抜粋本文 =>
>>>>>

本発明は、例えばコンビニエンスストア等の駐車場等に設置される門型の車止め及び歩道と車道の間又は車道間に設置される門型の歩行者横断防止柵に関する。
例えばコンビニエンスストア等の駐車場に設置される門型の車止めとして、一対の脚部と、両脚部の上端部相互間を連結する水平部とから門型に一体成形された金属製のものを、その脚部の下部を地面に埋設することによって、地面上に固定させたものが知られている。
ところで、従来の門型の車止めは、その全体が金属製であって丈夫で変形し難いため、車両が衝突した場合、衝突による衝撃をほとんど吸収することができない。そのため、車両衝突時における衝突車両及びその乗員に対する衝撃が非常に大きくなり、物的及び人的に大きな被害が避けられないという問題を有していた。
また、車道と歩道との間又は車道間に設置される従来の門型の歩行者横断防止柵においても同様であって、その全体が門型の金属部材からなるため、車両が衝突した場合、従来の門型の車止めと同様に衝突による衝撃を殆んど吸収することができず、車両衝突時における物的及び人的に大きな被害が避けられないという問題を有している。
本発明は、このような問題に鑑み、車両衝突時における衝突車両及びその乗員に対する衝撃を吸収緩和することができる門型の車止め及び門型の歩行者横断防止柵を提供することを目的とする。
本発明に係る門型の車止めは、地面への設置状態において縦方向に延びる左右一対の柱部と、両柱部同士を横方向に連結する梁部とを備えた門型の車止めであって、柱部は、車止めへの車両衝突時の外力により起立姿勢から変形し、かつ、その外力の解除により元の起立姿勢に復元するように構成されていることを特徴とする。

<<<<<

データ抜粋 =>
>>>>>

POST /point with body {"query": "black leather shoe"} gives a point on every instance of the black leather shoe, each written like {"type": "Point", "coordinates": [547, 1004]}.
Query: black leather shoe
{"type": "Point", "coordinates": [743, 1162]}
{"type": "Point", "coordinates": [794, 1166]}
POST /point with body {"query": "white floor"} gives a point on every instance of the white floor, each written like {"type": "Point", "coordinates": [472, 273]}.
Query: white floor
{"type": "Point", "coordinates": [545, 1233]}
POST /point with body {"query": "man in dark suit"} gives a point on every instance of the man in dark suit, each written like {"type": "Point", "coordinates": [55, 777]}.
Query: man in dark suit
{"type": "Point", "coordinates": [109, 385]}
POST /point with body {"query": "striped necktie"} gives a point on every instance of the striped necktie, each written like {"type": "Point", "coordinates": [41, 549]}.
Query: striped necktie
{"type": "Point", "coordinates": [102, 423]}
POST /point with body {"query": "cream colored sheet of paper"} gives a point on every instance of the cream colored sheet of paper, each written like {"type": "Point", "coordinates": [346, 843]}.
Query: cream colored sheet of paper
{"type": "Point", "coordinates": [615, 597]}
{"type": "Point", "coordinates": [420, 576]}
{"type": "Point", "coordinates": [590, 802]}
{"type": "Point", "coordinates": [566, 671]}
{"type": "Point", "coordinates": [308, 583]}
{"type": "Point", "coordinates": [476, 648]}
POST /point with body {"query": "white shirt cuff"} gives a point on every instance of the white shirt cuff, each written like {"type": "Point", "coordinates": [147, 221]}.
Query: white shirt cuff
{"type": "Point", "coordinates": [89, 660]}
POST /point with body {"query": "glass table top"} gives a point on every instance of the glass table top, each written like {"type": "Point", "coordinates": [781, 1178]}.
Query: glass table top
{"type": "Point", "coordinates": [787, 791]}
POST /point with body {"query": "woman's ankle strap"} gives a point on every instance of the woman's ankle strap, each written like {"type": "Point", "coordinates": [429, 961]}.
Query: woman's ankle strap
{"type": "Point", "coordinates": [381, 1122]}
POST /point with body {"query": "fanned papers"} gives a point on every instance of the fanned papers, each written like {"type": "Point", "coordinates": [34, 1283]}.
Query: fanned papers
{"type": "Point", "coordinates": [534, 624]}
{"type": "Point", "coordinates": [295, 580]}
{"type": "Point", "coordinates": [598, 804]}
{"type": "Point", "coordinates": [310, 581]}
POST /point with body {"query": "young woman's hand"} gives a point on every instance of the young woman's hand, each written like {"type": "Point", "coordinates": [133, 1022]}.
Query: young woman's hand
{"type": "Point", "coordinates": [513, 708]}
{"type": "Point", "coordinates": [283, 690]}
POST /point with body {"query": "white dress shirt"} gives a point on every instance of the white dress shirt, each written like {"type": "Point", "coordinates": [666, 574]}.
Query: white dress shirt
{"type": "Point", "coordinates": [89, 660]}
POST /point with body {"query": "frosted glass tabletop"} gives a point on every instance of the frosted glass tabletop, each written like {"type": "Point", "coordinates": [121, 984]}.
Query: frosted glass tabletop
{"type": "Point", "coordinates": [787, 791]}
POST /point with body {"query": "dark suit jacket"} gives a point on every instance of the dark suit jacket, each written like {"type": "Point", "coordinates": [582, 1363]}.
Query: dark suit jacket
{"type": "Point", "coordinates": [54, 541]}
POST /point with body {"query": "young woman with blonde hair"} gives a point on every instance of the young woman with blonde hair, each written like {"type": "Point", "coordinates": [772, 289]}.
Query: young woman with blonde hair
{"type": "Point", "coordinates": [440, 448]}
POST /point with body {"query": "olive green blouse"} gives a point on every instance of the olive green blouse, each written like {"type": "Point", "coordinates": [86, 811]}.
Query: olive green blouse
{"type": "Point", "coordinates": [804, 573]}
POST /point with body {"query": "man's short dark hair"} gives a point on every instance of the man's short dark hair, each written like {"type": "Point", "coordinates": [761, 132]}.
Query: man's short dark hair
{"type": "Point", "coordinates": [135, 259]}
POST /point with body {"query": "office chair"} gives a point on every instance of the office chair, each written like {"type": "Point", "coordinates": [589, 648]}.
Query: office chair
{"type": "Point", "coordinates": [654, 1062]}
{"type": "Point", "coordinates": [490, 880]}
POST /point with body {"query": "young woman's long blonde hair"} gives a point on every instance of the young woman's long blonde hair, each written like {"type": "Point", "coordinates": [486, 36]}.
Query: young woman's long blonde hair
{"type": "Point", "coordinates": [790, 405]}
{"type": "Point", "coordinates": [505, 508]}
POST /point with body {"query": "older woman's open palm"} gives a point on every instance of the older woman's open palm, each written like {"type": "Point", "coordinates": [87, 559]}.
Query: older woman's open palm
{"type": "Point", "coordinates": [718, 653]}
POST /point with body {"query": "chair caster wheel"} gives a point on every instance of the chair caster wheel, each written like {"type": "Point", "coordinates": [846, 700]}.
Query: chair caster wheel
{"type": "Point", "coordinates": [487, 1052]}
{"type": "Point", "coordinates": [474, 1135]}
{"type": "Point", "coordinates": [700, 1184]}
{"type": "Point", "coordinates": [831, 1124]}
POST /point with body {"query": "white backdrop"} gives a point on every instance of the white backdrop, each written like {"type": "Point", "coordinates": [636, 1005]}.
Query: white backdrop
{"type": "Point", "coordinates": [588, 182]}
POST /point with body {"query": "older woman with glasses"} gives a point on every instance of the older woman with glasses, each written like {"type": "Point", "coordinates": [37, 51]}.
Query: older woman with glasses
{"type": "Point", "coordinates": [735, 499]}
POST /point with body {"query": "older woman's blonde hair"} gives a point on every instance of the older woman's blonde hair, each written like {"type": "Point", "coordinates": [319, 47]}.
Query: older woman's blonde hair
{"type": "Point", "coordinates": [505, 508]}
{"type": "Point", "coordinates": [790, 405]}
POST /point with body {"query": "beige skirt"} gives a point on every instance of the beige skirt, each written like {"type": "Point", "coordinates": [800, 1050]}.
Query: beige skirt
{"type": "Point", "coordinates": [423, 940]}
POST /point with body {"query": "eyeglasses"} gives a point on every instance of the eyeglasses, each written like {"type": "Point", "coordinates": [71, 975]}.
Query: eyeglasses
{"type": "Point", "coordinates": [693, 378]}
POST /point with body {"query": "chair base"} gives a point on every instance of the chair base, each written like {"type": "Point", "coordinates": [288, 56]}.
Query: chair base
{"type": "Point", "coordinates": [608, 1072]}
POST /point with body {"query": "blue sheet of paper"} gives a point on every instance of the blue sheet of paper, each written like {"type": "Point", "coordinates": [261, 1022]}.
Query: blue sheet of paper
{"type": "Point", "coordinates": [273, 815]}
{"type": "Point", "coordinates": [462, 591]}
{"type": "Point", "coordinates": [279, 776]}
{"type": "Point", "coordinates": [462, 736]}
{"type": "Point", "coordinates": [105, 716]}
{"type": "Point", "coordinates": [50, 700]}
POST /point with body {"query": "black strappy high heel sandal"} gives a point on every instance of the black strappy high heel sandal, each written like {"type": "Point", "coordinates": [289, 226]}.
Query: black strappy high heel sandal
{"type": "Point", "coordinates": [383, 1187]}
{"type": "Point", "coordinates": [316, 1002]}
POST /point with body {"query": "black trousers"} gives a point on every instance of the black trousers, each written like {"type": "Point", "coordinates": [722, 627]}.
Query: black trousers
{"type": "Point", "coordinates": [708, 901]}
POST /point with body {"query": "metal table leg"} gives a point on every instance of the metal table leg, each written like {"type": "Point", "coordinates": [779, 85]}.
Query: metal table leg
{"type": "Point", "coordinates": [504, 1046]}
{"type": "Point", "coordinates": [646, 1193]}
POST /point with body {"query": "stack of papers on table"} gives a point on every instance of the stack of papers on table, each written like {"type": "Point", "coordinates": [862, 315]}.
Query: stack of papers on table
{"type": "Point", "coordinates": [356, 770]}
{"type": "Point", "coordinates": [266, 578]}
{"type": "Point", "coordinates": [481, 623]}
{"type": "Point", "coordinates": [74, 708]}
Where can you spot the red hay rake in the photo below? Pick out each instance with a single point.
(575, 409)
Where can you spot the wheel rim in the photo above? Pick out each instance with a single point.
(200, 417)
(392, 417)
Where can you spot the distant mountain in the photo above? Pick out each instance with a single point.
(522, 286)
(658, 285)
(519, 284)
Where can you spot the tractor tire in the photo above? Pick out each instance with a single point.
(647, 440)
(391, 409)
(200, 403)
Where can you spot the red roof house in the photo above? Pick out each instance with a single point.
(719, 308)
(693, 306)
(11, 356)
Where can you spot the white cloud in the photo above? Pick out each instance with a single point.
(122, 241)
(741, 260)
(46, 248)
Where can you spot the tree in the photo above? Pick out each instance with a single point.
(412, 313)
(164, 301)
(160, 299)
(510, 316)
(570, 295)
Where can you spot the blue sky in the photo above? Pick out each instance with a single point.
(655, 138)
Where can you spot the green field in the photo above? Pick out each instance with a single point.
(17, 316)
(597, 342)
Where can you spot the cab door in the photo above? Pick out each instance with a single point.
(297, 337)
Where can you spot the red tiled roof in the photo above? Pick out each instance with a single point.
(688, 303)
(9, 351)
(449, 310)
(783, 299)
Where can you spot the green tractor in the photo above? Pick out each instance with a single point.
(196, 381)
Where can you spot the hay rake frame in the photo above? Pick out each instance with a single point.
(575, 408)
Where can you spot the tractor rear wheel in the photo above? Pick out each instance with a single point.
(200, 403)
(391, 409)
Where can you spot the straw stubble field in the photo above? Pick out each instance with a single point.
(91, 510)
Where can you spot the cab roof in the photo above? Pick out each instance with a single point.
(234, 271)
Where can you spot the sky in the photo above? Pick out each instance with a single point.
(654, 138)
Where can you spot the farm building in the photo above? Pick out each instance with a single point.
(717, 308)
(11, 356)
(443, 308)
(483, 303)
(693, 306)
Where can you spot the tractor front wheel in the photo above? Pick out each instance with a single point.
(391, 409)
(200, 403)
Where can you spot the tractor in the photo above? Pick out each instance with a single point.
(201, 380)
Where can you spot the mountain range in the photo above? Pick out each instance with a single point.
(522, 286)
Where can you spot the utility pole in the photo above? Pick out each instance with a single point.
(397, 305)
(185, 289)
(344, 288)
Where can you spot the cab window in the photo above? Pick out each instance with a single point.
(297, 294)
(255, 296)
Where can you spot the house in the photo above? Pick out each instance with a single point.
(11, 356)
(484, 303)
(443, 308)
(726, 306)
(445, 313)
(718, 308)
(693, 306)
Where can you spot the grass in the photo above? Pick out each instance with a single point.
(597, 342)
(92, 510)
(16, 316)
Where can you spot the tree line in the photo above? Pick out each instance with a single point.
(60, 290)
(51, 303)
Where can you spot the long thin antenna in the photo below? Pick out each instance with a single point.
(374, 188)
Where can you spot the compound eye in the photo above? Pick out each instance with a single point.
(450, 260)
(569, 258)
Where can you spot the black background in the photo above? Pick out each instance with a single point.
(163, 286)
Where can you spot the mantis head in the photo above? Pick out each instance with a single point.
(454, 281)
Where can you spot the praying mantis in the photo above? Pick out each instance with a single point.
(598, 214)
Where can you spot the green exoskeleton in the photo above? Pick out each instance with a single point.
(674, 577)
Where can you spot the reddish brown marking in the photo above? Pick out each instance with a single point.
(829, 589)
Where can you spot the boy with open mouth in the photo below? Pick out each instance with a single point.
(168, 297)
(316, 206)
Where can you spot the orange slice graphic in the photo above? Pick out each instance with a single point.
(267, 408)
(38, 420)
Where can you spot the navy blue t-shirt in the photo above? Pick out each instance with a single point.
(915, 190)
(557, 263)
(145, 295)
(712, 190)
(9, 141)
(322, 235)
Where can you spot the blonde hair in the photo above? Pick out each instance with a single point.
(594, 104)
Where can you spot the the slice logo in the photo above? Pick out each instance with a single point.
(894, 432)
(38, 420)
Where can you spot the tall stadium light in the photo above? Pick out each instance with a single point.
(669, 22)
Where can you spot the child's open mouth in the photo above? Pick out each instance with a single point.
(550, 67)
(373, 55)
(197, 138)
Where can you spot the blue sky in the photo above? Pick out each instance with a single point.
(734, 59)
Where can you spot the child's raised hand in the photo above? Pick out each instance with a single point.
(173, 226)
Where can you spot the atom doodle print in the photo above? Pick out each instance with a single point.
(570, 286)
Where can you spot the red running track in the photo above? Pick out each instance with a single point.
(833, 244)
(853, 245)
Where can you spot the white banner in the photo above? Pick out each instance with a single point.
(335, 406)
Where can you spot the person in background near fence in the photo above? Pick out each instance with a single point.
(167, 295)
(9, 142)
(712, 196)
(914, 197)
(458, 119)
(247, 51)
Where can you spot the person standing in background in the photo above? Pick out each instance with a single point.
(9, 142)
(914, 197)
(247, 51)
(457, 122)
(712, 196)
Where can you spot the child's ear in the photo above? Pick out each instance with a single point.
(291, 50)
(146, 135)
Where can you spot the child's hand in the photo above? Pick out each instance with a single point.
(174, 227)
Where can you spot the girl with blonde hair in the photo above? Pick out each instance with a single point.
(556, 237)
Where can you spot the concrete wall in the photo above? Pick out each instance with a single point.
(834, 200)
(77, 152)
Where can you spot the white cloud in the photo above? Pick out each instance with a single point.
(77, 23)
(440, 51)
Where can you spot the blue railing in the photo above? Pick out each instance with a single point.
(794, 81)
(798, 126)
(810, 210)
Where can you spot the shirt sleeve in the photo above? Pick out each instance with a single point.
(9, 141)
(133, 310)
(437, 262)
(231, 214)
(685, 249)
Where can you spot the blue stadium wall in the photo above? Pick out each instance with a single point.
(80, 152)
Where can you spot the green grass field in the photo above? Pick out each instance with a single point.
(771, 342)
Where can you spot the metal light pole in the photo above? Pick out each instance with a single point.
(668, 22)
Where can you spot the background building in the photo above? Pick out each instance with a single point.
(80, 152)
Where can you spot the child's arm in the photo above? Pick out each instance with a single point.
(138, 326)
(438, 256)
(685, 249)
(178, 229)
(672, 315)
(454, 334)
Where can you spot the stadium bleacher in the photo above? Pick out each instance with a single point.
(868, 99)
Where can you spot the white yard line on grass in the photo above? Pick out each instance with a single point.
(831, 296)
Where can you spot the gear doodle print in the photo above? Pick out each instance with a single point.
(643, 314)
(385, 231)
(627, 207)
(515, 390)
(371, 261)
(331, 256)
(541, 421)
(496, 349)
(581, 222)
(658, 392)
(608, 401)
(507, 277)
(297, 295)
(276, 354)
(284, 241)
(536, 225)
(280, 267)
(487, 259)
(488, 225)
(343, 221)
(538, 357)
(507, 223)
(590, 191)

<<<<<

課題の要件 =>
- 1) 次の(a)〜(c)が抜粋本文の内容と一致するかを「はい」または「いいえ」で判定し、判定の決め手となる本文の語句を原文どおり引用してください。
(a) 従来の門型の車止めは、全体が金属製である。
(b) 従来の門型の歩行者横断防止柵は、車両衝突時の衝撃を十分に吸収できる。
(c) 本発明の車止めの柱部は、外力が解除されると元の起立姿勢に戻る。
- 2) 抜粋本文を、「本発明は、例えばコンビニエン」という語句を含む箇所から書き写し、「を提供することを目的とする。」まで写したところで止めてください。

課題別の解答 =>
- 1)
(a) はい:「その全体が金属製であって丈夫で変形し難いため」
(b) いいえ:「衝突による衝撃を殆んど吸収することができず」
(c) はい:「その外力の解除により元の起立姿勢に復元する」

- 2)
本発明は、例えばコンビニエンスストア等の駐車場等に設置される門型の車止め及び歩道と車道の間又は車道間に設置される門型の歩行者横断防止柵に関する。
例えばコンビニエンスストア等の駐車場に設置される門型の車止めとして、一対の脚部と、両脚部の上端部相互間を連結する水平部とから門型に一体成形された金属製のものを、その脚部の下部を地面に埋設することによって、地面上に固定させたものが知られている。
ところで、従来の門型の車止めは、その全体が金属製であって丈夫で変形し難いため、車両が衝突した場合、衝突による衝撃をほとんど吸収することができない。そのため、車両衝突時における衝突車両及びその乗員に対する衝撃が非常に大きくなり、物的及び人的に大きな被害が避けられないという問題を有していた。
また、車道と歩道との間又は車道間に設置される従来の門型の歩行者横断防止柵においても同様であって、その全体が門型の金属部材からなるため、車両が衝突した場合、従来の門型の車止めと同様に衝突による衝撃を殆んど吸収することができず、車両衝突時における物的及び人的に大きな被害が避けられないという問題を有している。
本発明は、このような問題に鑑み、車両衝突時における衝突車両及びその乗員に対する衝撃を吸収緩和することができる門型の車止め及び門型の歩行者横断防止柵を提供することを目的とする。